### Dataset extract ###

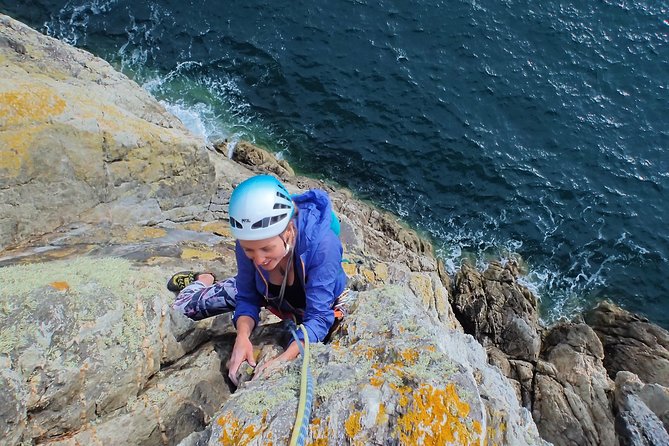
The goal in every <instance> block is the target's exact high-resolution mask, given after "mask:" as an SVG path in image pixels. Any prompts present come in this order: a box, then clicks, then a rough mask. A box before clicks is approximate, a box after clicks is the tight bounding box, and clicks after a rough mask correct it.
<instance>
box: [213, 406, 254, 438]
mask: <svg viewBox="0 0 669 446" xmlns="http://www.w3.org/2000/svg"><path fill="white" fill-rule="evenodd" d="M217 423H218V425H219V426H221V428H222V430H221V436H220V438H219V439H218V440H219V442H220V443H221V444H222V445H224V446H242V445H246V444H248V443H249V442H250V441H251V440H253V439H254V438H255V437H256V436H258V434H259V433H260V429H259V428H258V427H257V426H256V425H255V424H253V423H250V424H249V425H244V424H243V423H242V422H241V421H240V420H239V419H238V418H236V417H234V416H233V415H232V413H225V414H223V415H221V416H220V417H219V418H218V421H217Z"/></svg>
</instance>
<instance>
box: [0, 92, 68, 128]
mask: <svg viewBox="0 0 669 446" xmlns="http://www.w3.org/2000/svg"><path fill="white" fill-rule="evenodd" d="M20 87H21V88H20V89H17V90H11V91H5V92H2V93H0V127H1V128H8V127H13V126H15V125H19V124H24V125H25V124H32V123H38V122H43V121H46V120H47V119H51V118H53V117H54V116H57V115H60V114H61V113H63V110H65V105H66V104H65V101H64V100H63V99H62V98H61V97H60V96H58V95H57V94H56V91H55V90H54V89H52V88H49V87H47V86H45V85H39V84H35V83H31V84H24V85H21V86H20Z"/></svg>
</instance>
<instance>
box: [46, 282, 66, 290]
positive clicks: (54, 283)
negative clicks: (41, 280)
mask: <svg viewBox="0 0 669 446" xmlns="http://www.w3.org/2000/svg"><path fill="white" fill-rule="evenodd" d="M49 285H51V286H52V287H53V288H55V289H57V290H58V291H67V290H69V289H70V285H69V284H68V283H67V282H51V283H50V284H49Z"/></svg>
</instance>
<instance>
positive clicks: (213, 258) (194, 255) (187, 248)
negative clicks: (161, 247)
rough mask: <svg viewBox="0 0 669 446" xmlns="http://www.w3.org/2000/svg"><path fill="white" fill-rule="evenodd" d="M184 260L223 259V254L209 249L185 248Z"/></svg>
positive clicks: (183, 257)
mask: <svg viewBox="0 0 669 446" xmlns="http://www.w3.org/2000/svg"><path fill="white" fill-rule="evenodd" d="M181 258H182V259H200V260H214V259H219V258H221V254H220V253H218V252H216V251H212V250H209V249H194V248H184V249H183V251H182V252H181Z"/></svg>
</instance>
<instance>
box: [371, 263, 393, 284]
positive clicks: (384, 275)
mask: <svg viewBox="0 0 669 446" xmlns="http://www.w3.org/2000/svg"><path fill="white" fill-rule="evenodd" d="M374 274H375V275H376V279H377V280H379V281H381V282H385V281H386V280H388V277H390V273H389V272H388V264H387V263H377V264H376V265H375V266H374Z"/></svg>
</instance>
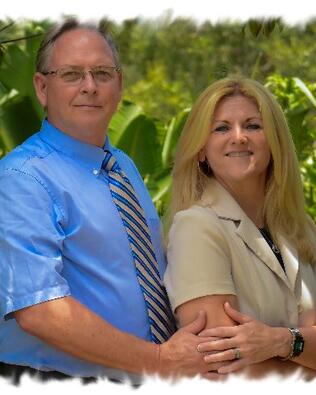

###

▸ **Work to be completed**
Pick out every line in the items above that contains the string "negative". The match is case-sensitive.

▸ **Answer to the problem**
negative clicks: (41, 280)
negative clicks: (161, 247)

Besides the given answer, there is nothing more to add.